Objective:
Which lines in the listing below contain the word "photograph"? Show each of them in full.
══════
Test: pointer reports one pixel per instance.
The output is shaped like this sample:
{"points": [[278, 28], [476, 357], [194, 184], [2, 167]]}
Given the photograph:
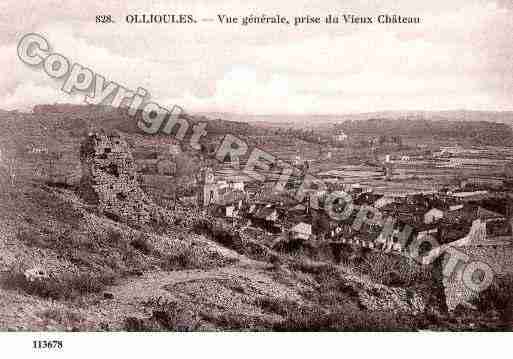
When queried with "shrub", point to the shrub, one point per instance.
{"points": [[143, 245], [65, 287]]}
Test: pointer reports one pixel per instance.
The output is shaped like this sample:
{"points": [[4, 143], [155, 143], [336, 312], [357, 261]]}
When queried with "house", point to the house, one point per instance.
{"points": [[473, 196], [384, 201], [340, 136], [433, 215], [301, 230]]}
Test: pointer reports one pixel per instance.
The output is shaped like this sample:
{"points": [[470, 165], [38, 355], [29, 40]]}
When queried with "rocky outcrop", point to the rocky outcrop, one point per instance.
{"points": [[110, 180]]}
══════
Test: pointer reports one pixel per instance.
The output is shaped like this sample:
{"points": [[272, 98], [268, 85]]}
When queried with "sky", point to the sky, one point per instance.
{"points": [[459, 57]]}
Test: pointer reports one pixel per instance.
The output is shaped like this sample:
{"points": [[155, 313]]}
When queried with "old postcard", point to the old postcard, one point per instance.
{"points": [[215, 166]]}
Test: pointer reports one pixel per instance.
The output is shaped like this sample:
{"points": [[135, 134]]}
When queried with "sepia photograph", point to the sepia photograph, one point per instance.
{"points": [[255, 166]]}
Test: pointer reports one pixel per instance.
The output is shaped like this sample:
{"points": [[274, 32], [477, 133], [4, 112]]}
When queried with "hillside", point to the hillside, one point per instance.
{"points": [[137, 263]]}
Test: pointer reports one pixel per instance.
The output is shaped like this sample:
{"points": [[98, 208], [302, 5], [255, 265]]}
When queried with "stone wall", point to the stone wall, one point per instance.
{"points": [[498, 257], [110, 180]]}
══════
Written response:
Given the photograph:
When queried with "sepia photograph", point to the sepia photograph, one point per instance.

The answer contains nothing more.